▸ ЧТО СДЕЛАТЬ
Процитируйте без изменений строки от той, где есть «target: **bokeh background**», до самой последней строки, включая обе границы.

▸ ИЗВЛЕЧЁННЫЕ ЗАПИСИ
___

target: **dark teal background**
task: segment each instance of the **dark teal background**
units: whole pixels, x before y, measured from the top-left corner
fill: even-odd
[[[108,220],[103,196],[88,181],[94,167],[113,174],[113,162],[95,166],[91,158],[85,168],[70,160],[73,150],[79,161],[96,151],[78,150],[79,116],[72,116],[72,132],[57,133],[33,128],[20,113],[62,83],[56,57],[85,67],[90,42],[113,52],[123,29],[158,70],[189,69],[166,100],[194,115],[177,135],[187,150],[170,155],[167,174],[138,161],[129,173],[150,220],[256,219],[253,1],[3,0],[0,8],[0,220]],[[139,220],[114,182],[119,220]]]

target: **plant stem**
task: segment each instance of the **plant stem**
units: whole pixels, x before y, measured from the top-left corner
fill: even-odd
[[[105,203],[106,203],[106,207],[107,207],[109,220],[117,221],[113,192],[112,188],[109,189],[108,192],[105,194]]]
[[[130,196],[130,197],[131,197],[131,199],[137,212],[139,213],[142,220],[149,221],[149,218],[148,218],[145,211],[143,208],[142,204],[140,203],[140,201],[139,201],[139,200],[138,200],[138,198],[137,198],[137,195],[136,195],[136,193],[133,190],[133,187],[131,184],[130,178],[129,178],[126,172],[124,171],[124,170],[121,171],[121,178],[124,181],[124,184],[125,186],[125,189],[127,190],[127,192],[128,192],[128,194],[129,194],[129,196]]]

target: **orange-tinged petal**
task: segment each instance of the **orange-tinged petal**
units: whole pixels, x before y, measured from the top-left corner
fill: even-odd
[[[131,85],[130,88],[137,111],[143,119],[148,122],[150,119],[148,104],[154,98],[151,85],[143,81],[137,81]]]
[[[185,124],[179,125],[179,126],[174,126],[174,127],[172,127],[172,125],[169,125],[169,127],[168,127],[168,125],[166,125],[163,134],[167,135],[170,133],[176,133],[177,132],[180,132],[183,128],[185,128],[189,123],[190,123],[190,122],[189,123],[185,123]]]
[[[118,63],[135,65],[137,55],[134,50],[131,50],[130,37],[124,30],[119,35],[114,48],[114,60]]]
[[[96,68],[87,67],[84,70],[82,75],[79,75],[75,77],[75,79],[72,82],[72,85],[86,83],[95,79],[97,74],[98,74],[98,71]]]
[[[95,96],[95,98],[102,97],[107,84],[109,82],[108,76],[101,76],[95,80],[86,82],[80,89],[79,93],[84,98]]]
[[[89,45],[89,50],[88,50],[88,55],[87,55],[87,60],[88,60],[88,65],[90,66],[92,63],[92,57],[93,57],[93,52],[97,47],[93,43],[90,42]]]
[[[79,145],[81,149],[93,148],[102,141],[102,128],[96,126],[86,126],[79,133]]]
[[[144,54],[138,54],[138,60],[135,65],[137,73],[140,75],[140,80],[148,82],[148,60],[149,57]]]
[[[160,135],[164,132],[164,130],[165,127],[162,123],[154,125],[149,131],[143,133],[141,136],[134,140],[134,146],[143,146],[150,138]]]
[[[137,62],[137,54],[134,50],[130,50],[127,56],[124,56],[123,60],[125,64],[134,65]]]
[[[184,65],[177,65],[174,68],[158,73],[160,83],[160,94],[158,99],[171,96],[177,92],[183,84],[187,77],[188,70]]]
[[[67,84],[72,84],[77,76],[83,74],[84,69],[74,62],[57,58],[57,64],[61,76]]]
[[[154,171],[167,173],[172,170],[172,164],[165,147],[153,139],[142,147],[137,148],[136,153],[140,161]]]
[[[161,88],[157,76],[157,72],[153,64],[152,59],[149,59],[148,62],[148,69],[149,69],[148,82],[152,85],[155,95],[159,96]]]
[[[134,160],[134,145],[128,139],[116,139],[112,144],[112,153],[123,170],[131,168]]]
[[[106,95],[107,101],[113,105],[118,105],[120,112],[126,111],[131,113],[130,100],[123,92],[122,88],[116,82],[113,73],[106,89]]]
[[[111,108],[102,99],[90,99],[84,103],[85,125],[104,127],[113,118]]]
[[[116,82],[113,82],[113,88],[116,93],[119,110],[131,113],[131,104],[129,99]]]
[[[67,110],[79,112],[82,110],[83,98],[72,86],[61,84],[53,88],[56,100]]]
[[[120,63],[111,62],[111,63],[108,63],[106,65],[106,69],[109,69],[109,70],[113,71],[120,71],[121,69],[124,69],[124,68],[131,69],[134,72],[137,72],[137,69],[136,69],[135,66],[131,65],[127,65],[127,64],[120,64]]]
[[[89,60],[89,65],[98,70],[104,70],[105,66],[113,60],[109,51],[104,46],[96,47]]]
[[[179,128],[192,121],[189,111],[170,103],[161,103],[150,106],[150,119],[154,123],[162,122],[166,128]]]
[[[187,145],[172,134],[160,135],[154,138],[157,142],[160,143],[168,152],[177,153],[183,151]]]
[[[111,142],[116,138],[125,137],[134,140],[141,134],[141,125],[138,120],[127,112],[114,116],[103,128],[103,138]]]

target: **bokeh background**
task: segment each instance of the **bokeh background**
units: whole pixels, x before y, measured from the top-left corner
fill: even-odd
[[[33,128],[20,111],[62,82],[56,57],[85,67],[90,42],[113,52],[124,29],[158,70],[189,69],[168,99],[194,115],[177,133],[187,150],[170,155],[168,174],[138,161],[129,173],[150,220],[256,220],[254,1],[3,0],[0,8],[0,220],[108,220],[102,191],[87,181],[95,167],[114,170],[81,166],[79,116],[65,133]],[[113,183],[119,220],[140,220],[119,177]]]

___

▸ ПОЛНОЕ РЕШЕНИЕ
target: **bokeh background**
task: segment each instance of the **bokeh background**
units: whole pixels, x before y, measured from the top-left corner
fill: even-odd
[[[33,128],[20,111],[62,82],[56,57],[85,67],[90,42],[113,52],[124,29],[158,70],[189,69],[168,99],[194,115],[177,133],[187,150],[170,155],[168,174],[138,161],[129,173],[150,220],[256,220],[254,1],[3,0],[0,8],[0,220],[108,220],[102,191],[87,181],[95,167],[114,170],[81,166],[79,116],[65,133]],[[113,183],[119,220],[140,220],[119,177]]]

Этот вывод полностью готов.